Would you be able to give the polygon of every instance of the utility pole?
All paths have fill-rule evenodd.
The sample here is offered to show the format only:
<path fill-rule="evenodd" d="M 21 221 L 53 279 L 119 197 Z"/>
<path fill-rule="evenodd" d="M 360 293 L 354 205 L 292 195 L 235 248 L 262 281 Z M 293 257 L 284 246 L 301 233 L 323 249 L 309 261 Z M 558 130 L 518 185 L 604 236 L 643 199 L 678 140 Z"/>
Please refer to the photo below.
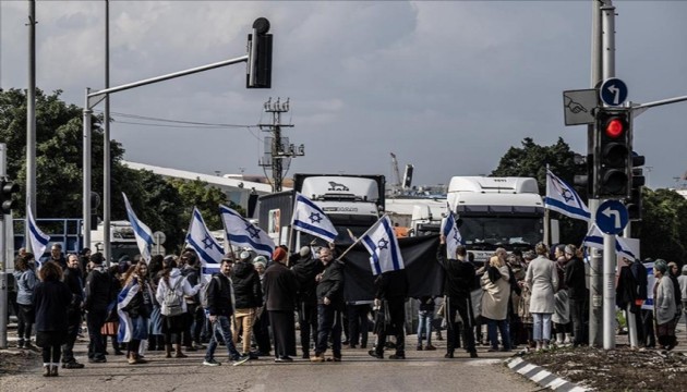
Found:
<path fill-rule="evenodd" d="M 288 138 L 285 138 L 285 139 L 281 137 L 282 126 L 293 126 L 292 124 L 281 124 L 281 113 L 289 111 L 289 98 L 287 98 L 286 102 L 282 103 L 279 98 L 273 102 L 270 97 L 267 102 L 265 102 L 264 108 L 266 113 L 272 113 L 272 124 L 260 124 L 260 127 L 265 132 L 270 132 L 273 136 L 270 138 L 265 138 L 265 157 L 258 162 L 258 164 L 263 168 L 270 168 L 272 191 L 281 192 L 281 185 L 284 182 L 284 160 L 304 156 L 305 146 L 301 144 L 297 148 L 293 144 L 289 144 Z M 268 143 L 270 144 L 269 154 L 267 154 Z"/>

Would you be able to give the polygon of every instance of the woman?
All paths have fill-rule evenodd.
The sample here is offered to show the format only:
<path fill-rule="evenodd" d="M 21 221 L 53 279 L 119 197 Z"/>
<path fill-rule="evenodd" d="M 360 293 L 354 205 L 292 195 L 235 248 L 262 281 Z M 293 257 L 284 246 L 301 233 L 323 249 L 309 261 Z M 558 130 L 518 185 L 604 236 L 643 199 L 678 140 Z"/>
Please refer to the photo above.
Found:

### REQUIREMENT
Change "sample" to "example" in the rows from the line with "of the woman?" up to and including the last line of the rows, and give back only those lines with nothing else altered.

### RESULT OF THIS TASK
Would you be able to give the polygon of every instance of the woman?
All paths have fill-rule evenodd.
The example here is offered to show the format only:
<path fill-rule="evenodd" d="M 21 221 L 53 279 L 119 197 Z"/>
<path fill-rule="evenodd" d="M 360 293 L 354 205 L 292 195 L 235 248 L 262 281 Z M 293 257 L 284 246 L 301 233 L 323 249 L 309 261 Z M 558 130 L 518 185 L 604 236 L 643 199 L 678 140 Z"/>
Please refer to the photo above.
Found:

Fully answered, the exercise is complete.